── EXCERPT

# Time for training



## cbrand (Aug 9, 2009)

Great! Do you have a goal in mind for showing? I LOVED showing in Novice A. People were so nice and there was a real sense of camaraderie. It was fun to see all the different breeds to (as you move up the levels, the breed types tend to narrow). 

My Delilah is coming along nicely in her Novice work. Our sits/downs are competition ready (IMHO) and her stand for exam is close. I think it takes a lot of time to get really good heeling though and my fronts and finishes will never be truly straight because I don't train systematically enough.


----------



## Trillium (Sep 1, 2009)

No we aren't thinking of showing but I do want to get my CGN and my oldest son is very interested in getting involved in rally. I think that getting further in obedience might be fun too. We shall have to see


----------



## KPoos (Aug 29, 2009)

I'm just curious which breeds are really competitive at the higher ends of obedience?


----------



## cbrand (Aug 9, 2009)

KPoos said:


> I'm just curious which breeds are really competitive at the higher ends of obedience?


The breeds whose owners set a firm foundation and who train carefully and systematically. 

I think you can see all breeds at the top end and I think there are regional differences. The most common breeds? Goldens, Miniature Poodles, Labs, Border Collies. That said, in our area one of the most competitive is a Beagle bitch named Katie Jane. She is the 2nd Beagle in history to get an OTCH and she is something like UDX6. At the last show I also saw a really nice Boston working at the Utility level


----------



## KPoos (Aug 29, 2009)

Oh don't get me started on the Bostons. Maybe I can work on the d.h. on the little rescue at the shelter.


----------



## ArreauStandardPoodle (Sep 1, 2009)

I am excited too!! I cannot wait to hear all about how things go each week, and we can be happy together as you near getting titles on those two gorgeous ladies!


----------



## wishpoo (Sep 12, 2009)

I like watching confirmation part of the show but my favorite "ring" is always an obedience one !!!! 

Dog's intelligence never cases to amaze me and the special bond between the human and his dog is never so obvious as it is in an obedience class. 

At the last show I attended (Del Vale ) there was a German Shepard that had a missing eye and was very old (probably a rescue) but did EVERY SINGLE TASK to perfection although obviously in much pain due to arthritis . When she
finished trial I was so touched , I cried. That determination and stamina of an old dog and patience and unconditional love of the owner were the epitome of what human-dog relationship is all about !!!!

And yes, everybody in that ring were so friendly - participants and spectators alike . Wish it is that was in Confirmation part to (blahhhh...)


----------



## KPoos (Aug 29, 2009)

I love watching agility. It's so hyped up and exciting and the dogs look like they are having so much fun.


----------

────

DIRECTION 1 → According to the forum thread, what breed is the dog named Katie Jane?

── MATERIAL SHOWN

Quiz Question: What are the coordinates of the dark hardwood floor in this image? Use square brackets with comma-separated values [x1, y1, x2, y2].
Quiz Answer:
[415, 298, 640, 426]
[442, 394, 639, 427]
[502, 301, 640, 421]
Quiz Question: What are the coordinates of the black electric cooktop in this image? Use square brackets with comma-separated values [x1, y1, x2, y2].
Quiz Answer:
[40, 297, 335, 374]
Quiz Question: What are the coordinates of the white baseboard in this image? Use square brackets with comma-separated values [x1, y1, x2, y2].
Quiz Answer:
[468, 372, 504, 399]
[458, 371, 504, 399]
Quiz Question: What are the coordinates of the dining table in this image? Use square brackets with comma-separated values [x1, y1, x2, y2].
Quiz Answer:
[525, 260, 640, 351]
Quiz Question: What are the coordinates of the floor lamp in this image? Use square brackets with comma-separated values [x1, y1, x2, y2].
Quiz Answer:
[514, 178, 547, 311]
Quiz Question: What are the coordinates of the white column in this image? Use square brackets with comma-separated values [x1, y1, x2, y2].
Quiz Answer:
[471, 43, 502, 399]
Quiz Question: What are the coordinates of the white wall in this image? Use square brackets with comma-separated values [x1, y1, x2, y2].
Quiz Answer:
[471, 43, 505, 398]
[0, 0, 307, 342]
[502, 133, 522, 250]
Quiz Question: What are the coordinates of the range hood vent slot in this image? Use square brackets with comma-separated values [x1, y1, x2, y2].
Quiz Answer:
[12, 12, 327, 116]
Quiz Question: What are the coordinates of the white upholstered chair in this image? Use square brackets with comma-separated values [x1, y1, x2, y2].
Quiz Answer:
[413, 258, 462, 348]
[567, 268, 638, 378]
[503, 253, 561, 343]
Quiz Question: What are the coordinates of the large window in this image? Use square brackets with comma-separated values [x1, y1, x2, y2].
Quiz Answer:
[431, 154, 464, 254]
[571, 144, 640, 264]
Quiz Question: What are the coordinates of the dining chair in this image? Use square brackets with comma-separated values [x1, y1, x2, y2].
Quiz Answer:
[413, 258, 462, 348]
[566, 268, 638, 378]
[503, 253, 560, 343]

────

DIRECTION 2 → Switch "white" to "ivory" in the records, from the line with "Quiz Question: What are the coordinates of the white baseboard" to the line with "[502, 133, 522, 250]", and write those lines out again with everything else unchanged.

FULL SOLUTION 1 → A Beagle.

FULL SOLUTION 2 →
Quiz Question: What are the coordinates of the ivory baseboard in this image? Use square brackets with comma-separated values [x1, y1, x2, y2].
Quiz Answer:
[468, 372, 504, 399]
[458, 371, 504, 399]
Quiz Question: What are the coordinates of the dining table in this image? Use square brackets with comma-separated values [x1, y1, x2, y2].
Quiz Answer:
[525, 260, 640, 351]
Quiz Question: What are the coordinates of the floor lamp in this image? Use square brackets with comma-separated values [x1, y1, x2, y2].
Quiz Answer:
[514, 178, 547, 311]
Quiz Question: What are the coordinates of the ivory column in this image? Use square brackets with comma-separated values [x1, y1, x2, y2].
Quiz Answer:
[471, 43, 502, 399]
Quiz Question: What are the coordinates of the ivory wall in this image? Use square brackets with comma-separated values [x1, y1, x2, y2].
Quiz Answer:
[471, 43, 505, 398]
[0, 0, 307, 342]
[502, 133, 522, 250]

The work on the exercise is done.